Data entries

========================

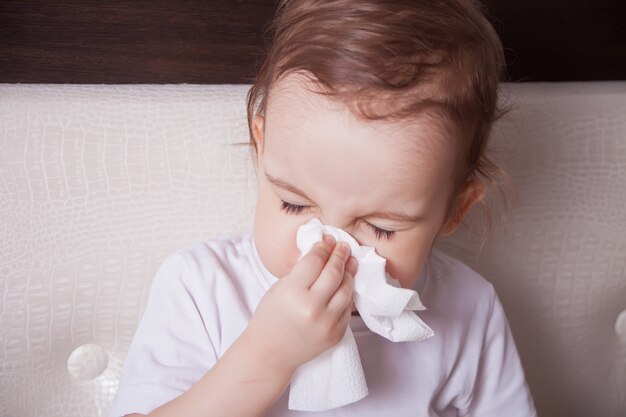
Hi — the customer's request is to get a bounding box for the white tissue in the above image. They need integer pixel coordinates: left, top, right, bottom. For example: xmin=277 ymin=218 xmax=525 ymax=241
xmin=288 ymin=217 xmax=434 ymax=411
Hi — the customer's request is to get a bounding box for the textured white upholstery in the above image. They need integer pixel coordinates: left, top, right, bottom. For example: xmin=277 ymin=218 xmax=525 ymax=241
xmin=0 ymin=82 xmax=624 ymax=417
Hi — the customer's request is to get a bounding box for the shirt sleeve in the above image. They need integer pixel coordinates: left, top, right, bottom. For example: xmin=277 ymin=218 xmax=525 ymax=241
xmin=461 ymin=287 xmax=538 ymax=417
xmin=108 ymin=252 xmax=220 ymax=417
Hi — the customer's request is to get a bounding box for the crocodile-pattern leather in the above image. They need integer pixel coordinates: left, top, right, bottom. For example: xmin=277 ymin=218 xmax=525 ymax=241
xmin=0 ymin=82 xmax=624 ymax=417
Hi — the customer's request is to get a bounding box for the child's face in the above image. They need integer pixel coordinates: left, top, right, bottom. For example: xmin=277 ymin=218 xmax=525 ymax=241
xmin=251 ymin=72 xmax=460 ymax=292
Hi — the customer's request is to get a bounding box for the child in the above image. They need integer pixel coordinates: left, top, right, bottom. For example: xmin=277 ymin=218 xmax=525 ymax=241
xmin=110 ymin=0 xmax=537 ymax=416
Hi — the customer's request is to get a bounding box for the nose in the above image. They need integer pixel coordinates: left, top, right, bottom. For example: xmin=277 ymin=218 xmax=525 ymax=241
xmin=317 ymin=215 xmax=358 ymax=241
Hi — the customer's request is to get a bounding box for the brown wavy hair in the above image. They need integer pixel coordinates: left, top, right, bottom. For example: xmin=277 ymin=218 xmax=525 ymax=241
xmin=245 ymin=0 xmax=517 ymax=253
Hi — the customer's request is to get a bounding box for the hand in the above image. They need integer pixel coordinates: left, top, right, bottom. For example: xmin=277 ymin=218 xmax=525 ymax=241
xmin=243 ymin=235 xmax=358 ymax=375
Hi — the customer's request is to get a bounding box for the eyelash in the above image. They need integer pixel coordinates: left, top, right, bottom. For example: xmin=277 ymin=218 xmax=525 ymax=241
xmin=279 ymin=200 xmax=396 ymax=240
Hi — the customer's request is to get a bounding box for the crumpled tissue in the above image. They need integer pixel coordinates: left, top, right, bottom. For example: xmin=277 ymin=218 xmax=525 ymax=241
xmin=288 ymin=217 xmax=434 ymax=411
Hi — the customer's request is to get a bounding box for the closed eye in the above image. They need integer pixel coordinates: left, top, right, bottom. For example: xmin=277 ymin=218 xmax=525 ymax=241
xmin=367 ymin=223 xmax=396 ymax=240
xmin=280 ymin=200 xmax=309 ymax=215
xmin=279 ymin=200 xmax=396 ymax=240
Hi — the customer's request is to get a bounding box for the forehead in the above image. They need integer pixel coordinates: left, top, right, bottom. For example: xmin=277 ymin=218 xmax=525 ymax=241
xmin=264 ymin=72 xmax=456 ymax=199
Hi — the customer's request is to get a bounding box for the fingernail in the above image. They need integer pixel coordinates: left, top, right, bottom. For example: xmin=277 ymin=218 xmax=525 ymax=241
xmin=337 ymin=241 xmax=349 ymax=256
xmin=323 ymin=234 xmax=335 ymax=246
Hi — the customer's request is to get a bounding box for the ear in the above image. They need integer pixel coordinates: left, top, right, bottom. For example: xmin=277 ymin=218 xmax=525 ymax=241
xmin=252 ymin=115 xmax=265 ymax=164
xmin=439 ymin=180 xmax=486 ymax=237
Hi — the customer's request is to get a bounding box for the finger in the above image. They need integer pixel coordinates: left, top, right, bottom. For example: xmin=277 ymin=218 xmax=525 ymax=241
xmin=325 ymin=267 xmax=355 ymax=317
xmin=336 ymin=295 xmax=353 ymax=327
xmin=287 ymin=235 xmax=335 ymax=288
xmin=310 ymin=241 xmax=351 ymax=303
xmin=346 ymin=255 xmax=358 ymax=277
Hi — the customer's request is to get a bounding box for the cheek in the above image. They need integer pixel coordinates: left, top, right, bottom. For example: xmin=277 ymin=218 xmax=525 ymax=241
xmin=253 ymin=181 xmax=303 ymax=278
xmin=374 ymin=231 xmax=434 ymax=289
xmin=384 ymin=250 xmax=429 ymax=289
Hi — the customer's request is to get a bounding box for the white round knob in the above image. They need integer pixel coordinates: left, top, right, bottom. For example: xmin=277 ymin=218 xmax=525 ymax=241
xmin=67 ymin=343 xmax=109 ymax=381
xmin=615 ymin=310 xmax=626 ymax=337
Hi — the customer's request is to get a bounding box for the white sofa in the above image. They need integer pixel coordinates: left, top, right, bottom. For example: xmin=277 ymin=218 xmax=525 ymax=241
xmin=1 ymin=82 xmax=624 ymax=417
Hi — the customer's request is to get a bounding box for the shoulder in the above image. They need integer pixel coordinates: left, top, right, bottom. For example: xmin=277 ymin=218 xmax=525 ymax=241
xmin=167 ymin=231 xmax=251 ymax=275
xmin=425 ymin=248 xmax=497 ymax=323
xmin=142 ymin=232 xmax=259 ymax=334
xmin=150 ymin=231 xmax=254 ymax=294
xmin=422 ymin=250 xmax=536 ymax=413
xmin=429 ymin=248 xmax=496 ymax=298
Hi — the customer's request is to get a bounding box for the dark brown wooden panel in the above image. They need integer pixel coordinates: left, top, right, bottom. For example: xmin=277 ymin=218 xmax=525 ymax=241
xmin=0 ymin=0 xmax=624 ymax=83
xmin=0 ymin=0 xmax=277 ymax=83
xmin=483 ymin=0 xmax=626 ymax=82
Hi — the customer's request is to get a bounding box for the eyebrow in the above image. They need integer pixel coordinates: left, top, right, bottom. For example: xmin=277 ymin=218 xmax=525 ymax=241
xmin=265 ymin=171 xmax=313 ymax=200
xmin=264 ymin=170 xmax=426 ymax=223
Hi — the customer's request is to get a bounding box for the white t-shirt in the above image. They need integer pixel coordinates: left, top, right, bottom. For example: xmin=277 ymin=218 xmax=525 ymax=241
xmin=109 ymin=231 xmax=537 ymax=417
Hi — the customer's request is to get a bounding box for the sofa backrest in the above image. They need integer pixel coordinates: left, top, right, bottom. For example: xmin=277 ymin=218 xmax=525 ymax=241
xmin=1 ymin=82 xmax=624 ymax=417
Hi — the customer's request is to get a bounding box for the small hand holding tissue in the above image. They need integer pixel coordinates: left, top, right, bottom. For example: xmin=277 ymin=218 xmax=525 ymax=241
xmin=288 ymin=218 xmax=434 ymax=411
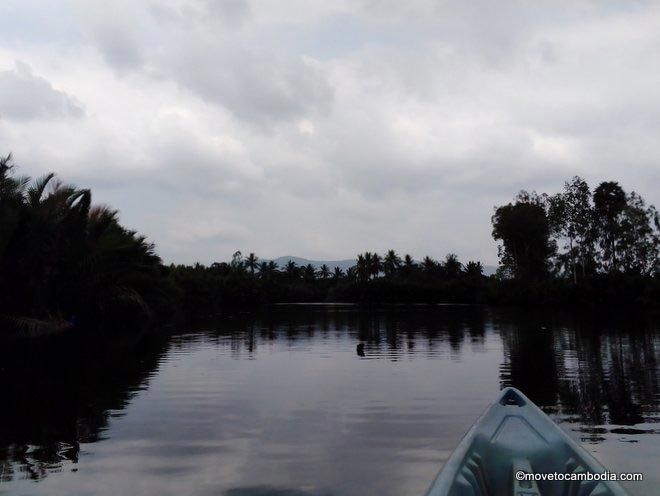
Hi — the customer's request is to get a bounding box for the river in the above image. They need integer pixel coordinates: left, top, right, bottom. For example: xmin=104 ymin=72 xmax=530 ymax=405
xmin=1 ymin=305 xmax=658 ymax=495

========================

Every entry must be retyped exactly, with the pictures removed.

Hi — the customer's request is to get a bounding box for the white tissue in the above image. They need integer pixel coordinates: left, top, right, bottom. For example: xmin=277 ymin=218 xmax=525 ymax=241
xmin=288 ymin=217 xmax=434 ymax=411
Hi — the customer's request is to get a bounding box for the textured white upholstery in the above image. They need integer pixel coordinates: left, top, right, bottom. For example: xmin=277 ymin=218 xmax=525 ymax=241
xmin=0 ymin=82 xmax=624 ymax=417
Hi — the customer's request is to get a bounding box for the shirt sleeve in the above image. They need integer pixel coordinates: left, top, right, bottom. For example: xmin=277 ymin=218 xmax=525 ymax=241
xmin=461 ymin=287 xmax=538 ymax=417
xmin=108 ymin=252 xmax=220 ymax=417
Hi — the customer's request is to get a bounding box for the crocodile-pattern leather in the above image. They need integer pixel coordinates: left, top, right, bottom. For example: xmin=277 ymin=218 xmax=525 ymax=241
xmin=0 ymin=82 xmax=624 ymax=417
Hi — the customer's request is to get a bounding box for the child's face in the above image. They need integer pixel coordinates: left, top, right, bottom. For example: xmin=277 ymin=218 xmax=525 ymax=241
xmin=251 ymin=72 xmax=460 ymax=292
Hi — the customer's request is to get a bounding box for the child in the above image. They need integer pixel coordinates: left, top, right, bottom. For example: xmin=277 ymin=218 xmax=525 ymax=241
xmin=110 ymin=0 xmax=537 ymax=416
Hi — the customer's request is to get a bounding box for the nose in the above image. They need integer pixel coordinates: left, top, right, bottom. For example: xmin=277 ymin=218 xmax=525 ymax=241
xmin=317 ymin=215 xmax=358 ymax=241
Hi — the customer's request is to get a bounding box for the brown wavy hair in the above image. They need integer pixel coordinates: left, top, right, bottom. For example: xmin=277 ymin=218 xmax=525 ymax=241
xmin=245 ymin=0 xmax=517 ymax=253
Hi — the customer's request is to get a bounding box for the hand in the above image. They need integer pixel coordinates: left, top, right, bottom. For example: xmin=277 ymin=218 xmax=525 ymax=241
xmin=243 ymin=235 xmax=358 ymax=375
Hi — the customer's request is to get a bounding box for the eyelash in the above image. They need integer pixel coordinates: left, top, right, bottom. For example: xmin=277 ymin=218 xmax=525 ymax=241
xmin=279 ymin=200 xmax=396 ymax=240
Hi — the customer's request is to get a bounding box for the crumpled tissue in the above image. They need integer pixel coordinates: left, top, right, bottom. For example: xmin=277 ymin=218 xmax=525 ymax=241
xmin=288 ymin=217 xmax=434 ymax=411
Hi — the customer's request is to get a bounding box for the closed eye in the above image. They need integer pixel coordinates: left, top, right, bottom. For example: xmin=277 ymin=218 xmax=525 ymax=241
xmin=367 ymin=223 xmax=396 ymax=240
xmin=280 ymin=200 xmax=309 ymax=215
xmin=279 ymin=200 xmax=396 ymax=240
Hi — the customer's request is to get a bounding box for the forehead in the above image. They need integer pixel coordinates: left, top, right, bottom. For example: xmin=277 ymin=218 xmax=525 ymax=241
xmin=264 ymin=72 xmax=456 ymax=199
Hi — the customer's request is to get a bounding box for the fingernail in the above image. They need integer pixel coordinates: left, top, right, bottom. For example: xmin=277 ymin=218 xmax=525 ymax=241
xmin=337 ymin=241 xmax=349 ymax=256
xmin=323 ymin=234 xmax=335 ymax=246
Hi — the customer's request is to get a bounding box for the ear in the above image. They need integer pixel coordinates: left, top, right, bottom. For example: xmin=277 ymin=218 xmax=525 ymax=241
xmin=252 ymin=115 xmax=265 ymax=164
xmin=439 ymin=180 xmax=486 ymax=237
Hi — the customer's request is to get a bounding box for the finger in the above image. They need integer pixel coordinates: left, top, right, bottom. For example: xmin=277 ymin=218 xmax=525 ymax=241
xmin=325 ymin=267 xmax=355 ymax=317
xmin=336 ymin=295 xmax=353 ymax=327
xmin=287 ymin=235 xmax=335 ymax=288
xmin=310 ymin=241 xmax=351 ymax=303
xmin=346 ymin=255 xmax=358 ymax=277
Hi — the customer's request is to get a bounding box for the cheek in the above image. They need integer pixel coordinates: left, top, right, bottom. For example: xmin=277 ymin=218 xmax=525 ymax=241
xmin=253 ymin=181 xmax=303 ymax=278
xmin=374 ymin=231 xmax=434 ymax=289
xmin=384 ymin=250 xmax=429 ymax=289
Hi — the customer's request is to get a bounding box for the white round knob in the above image. They need integer pixel coordinates: left, top, right, bottom. For example: xmin=277 ymin=218 xmax=525 ymax=241
xmin=67 ymin=343 xmax=109 ymax=381
xmin=615 ymin=310 xmax=626 ymax=337
Hi — the customer's request is to get a bounding box for the white sofa in the above image. They need integer pixel coordinates: left, top, right, bottom. For example: xmin=277 ymin=218 xmax=525 ymax=241
xmin=1 ymin=82 xmax=624 ymax=417
Hi — the customer's request is to get a bounding box for the shoulder in the above image. They need integer pixel coordinates: left, top, right, bottom. For example: xmin=277 ymin=218 xmax=525 ymax=241
xmin=167 ymin=231 xmax=251 ymax=275
xmin=425 ymin=248 xmax=497 ymax=323
xmin=142 ymin=232 xmax=259 ymax=334
xmin=150 ymin=231 xmax=254 ymax=294
xmin=422 ymin=250 xmax=536 ymax=413
xmin=429 ymin=248 xmax=496 ymax=298
Hi — the customer's request is to get a bounding box for the dark brown wooden panel in the above image. They need integer pixel coordinates: left, top, right, bottom. For example: xmin=277 ymin=218 xmax=525 ymax=241
xmin=0 ymin=0 xmax=624 ymax=83
xmin=0 ymin=0 xmax=277 ymax=83
xmin=483 ymin=0 xmax=626 ymax=82
Hi — the customer's request is to get a bounding box for the eyebrow in the above image. They need integer pixel coordinates: left, top, right, bottom. For example: xmin=277 ymin=218 xmax=525 ymax=241
xmin=265 ymin=171 xmax=313 ymax=200
xmin=264 ymin=170 xmax=426 ymax=223
Hi — the customer's request is to get a bounding box for the white t-shirt in the above image. They need integer pixel coordinates: left, top, right, bottom. For example: xmin=277 ymin=218 xmax=525 ymax=241
xmin=109 ymin=231 xmax=537 ymax=417
Hi — the customer's request is to get a bounding box for the sofa backrest in the above image. They need integer pixel coordinates: left, top, right, bottom. For example: xmin=277 ymin=218 xmax=525 ymax=241
xmin=1 ymin=82 xmax=624 ymax=417
Hi — the customer's request is to get a bounding box for the small hand holding tissue in the above image. They need integer pixel coordinates: left, top, right, bottom. For example: xmin=277 ymin=218 xmax=525 ymax=241
xmin=288 ymin=218 xmax=434 ymax=411
Hi — the customer's request is to get a bounding box for the river in the above image. They need integer pixel coordinates: left, top, right, bottom. For example: xmin=104 ymin=72 xmax=530 ymax=405
xmin=1 ymin=305 xmax=658 ymax=495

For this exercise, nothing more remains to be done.